Exercise goal :: Could you copy, word for word, only the lines from the one containing "Task: locate the wooden plank, dropping" through the last line of the records below, both included?

Records from a point labeling set
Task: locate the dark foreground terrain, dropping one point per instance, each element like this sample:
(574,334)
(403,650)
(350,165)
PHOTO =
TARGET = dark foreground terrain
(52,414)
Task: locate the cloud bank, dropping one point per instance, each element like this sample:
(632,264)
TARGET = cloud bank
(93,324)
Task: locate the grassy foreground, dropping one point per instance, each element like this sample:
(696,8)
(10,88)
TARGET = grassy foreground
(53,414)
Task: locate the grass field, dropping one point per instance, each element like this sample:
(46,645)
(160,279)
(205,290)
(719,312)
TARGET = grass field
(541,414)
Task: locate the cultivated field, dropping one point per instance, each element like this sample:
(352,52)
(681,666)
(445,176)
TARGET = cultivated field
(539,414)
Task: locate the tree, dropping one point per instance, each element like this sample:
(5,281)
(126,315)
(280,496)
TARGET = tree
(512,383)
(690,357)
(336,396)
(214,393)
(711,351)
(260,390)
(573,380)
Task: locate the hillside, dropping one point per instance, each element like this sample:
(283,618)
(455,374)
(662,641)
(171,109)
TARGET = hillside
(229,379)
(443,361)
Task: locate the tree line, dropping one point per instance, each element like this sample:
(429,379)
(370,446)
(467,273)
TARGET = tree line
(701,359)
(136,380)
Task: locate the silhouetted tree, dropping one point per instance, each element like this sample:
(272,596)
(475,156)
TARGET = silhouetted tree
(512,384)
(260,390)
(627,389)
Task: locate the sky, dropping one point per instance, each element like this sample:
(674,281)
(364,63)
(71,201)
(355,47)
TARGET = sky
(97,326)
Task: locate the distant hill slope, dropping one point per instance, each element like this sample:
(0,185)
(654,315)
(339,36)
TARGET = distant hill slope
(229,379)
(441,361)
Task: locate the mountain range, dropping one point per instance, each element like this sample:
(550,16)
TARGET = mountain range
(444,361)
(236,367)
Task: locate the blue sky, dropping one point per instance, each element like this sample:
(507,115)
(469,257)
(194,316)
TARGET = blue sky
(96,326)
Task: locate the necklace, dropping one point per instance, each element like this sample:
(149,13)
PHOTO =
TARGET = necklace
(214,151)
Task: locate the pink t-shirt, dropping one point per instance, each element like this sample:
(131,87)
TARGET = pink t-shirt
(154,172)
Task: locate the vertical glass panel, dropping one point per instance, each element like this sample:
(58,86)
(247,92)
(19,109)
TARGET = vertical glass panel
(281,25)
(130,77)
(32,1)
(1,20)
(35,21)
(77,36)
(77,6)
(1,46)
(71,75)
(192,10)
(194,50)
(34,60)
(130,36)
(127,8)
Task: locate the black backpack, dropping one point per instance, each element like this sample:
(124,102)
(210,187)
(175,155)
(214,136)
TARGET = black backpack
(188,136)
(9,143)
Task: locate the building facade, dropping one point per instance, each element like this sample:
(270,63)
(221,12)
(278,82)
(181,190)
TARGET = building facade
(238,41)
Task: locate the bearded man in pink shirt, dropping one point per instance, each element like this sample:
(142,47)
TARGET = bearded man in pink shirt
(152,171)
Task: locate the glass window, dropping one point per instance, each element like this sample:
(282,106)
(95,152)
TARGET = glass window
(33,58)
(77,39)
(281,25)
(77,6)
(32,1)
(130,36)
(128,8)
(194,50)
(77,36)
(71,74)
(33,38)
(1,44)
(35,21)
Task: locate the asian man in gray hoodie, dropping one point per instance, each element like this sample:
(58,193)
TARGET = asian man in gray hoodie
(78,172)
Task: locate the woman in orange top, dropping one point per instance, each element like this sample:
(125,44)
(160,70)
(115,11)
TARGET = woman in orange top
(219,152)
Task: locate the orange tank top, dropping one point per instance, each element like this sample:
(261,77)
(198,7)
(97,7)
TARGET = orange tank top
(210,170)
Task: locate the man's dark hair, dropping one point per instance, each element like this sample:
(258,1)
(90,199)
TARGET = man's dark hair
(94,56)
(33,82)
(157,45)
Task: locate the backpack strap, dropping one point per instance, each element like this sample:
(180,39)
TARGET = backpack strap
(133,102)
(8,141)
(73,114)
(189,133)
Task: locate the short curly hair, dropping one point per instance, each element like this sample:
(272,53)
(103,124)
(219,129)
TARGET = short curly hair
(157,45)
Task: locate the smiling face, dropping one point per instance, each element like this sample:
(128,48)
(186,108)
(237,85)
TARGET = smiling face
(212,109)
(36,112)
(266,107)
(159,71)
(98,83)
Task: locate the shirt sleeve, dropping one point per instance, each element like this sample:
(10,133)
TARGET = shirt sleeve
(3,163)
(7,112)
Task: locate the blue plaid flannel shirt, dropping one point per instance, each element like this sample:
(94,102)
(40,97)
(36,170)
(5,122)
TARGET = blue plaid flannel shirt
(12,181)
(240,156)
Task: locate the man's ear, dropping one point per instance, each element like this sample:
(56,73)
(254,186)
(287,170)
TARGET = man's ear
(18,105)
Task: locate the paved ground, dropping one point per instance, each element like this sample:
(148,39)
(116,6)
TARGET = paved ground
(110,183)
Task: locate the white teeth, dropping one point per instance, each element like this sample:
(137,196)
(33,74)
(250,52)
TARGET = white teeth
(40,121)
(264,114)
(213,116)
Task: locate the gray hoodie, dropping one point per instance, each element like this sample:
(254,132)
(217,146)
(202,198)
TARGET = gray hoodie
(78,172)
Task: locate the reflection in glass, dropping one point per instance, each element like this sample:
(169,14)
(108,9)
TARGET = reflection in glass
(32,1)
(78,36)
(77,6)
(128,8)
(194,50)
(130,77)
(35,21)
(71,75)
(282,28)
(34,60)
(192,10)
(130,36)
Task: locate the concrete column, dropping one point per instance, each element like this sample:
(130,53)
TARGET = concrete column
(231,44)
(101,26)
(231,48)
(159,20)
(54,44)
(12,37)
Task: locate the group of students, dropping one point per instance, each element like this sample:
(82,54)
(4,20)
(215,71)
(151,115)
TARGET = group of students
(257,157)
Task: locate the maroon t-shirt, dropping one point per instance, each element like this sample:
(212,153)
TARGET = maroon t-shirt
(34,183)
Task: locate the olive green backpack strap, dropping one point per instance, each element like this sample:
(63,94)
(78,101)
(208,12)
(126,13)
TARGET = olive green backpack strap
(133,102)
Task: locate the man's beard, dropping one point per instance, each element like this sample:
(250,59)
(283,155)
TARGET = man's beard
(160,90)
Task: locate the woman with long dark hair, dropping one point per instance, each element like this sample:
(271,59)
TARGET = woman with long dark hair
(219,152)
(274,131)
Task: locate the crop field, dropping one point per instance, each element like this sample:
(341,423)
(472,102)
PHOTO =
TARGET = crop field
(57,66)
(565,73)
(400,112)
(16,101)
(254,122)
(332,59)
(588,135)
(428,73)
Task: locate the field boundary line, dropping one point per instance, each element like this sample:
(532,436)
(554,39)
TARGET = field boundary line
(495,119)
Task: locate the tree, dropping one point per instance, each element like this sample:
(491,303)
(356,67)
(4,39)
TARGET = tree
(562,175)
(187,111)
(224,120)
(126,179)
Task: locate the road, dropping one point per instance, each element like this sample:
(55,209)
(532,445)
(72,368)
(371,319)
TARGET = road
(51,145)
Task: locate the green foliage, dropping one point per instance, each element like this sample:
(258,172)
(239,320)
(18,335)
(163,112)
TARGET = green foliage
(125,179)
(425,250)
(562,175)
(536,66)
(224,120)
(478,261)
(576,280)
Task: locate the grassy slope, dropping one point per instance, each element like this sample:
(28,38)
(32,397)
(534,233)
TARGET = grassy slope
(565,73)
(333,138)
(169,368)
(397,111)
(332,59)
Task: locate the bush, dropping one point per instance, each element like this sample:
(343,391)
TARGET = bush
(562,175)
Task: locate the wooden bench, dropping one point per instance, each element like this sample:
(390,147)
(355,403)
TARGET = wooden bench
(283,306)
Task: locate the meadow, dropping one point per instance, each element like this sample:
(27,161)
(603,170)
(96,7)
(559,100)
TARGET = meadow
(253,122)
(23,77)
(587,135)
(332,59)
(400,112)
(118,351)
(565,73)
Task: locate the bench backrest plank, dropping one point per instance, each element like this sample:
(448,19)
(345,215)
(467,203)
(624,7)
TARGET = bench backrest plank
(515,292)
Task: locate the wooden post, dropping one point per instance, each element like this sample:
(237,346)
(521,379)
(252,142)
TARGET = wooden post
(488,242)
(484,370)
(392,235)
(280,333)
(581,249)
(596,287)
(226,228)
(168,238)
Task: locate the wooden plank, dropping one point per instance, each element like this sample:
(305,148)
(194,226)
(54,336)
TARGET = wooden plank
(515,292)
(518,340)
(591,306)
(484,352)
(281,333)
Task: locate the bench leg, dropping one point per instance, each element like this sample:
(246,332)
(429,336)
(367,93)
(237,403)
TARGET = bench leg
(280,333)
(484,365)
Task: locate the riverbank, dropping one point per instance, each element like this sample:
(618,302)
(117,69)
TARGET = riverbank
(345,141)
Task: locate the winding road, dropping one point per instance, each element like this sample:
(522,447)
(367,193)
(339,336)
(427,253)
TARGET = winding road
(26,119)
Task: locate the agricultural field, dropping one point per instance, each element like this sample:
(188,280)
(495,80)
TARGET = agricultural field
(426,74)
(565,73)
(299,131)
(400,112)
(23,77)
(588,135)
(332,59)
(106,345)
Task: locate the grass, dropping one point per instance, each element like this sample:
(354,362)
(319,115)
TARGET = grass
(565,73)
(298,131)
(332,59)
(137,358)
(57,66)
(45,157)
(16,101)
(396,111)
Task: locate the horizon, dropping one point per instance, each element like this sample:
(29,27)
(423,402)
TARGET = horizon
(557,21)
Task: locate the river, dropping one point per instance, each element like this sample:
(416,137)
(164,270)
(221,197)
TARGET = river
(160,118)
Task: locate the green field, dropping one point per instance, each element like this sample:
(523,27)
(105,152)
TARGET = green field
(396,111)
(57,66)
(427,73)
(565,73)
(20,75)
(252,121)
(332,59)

Answer for this exercise ::
Task: locate the wooden plank, dropping one point per instance, each element like this sample:
(305,148)
(194,226)
(54,336)
TARGET = wooden plank
(515,292)
(518,340)
(591,306)
(484,352)
(281,333)
Task: locate the bench leg, dropping one point per instance, each element like this sample:
(246,332)
(429,336)
(367,93)
(237,403)
TARGET = bench leg
(280,333)
(484,365)
Task: locate the riverbank, dropping one point per instance, each element like this sample:
(618,302)
(117,69)
TARGET = riverbank
(345,141)
Task: locate the winding road, dropping one point per instance, each element like this sample:
(522,447)
(367,193)
(339,336)
(427,253)
TARGET = winding road
(26,119)
Task: locate the agricultural field, dropping one point per instance, each element like this sample:
(188,280)
(495,80)
TARGET = agricultural field
(426,74)
(565,73)
(299,131)
(400,112)
(23,77)
(588,135)
(332,59)
(106,345)
Task: locate the grass, dropping one point per instance, each element like this sample:
(354,362)
(319,115)
TARGET = grass
(565,73)
(298,131)
(332,59)
(137,358)
(57,66)
(45,157)
(16,101)
(396,111)
Task: locate the horizon, dropping one point per instance, each element like this sample:
(29,27)
(423,402)
TARGET = horizon
(557,21)
Task: locate the river, dropping one point per instance, each element like this sample:
(416,137)
(164,270)
(221,197)
TARGET = river
(160,118)
Task: locate the green field, dropping one point per instance, each element like this sample:
(523,27)
(105,152)
TARGET = green field
(396,111)
(57,66)
(427,73)
(565,73)
(20,75)
(252,121)
(332,59)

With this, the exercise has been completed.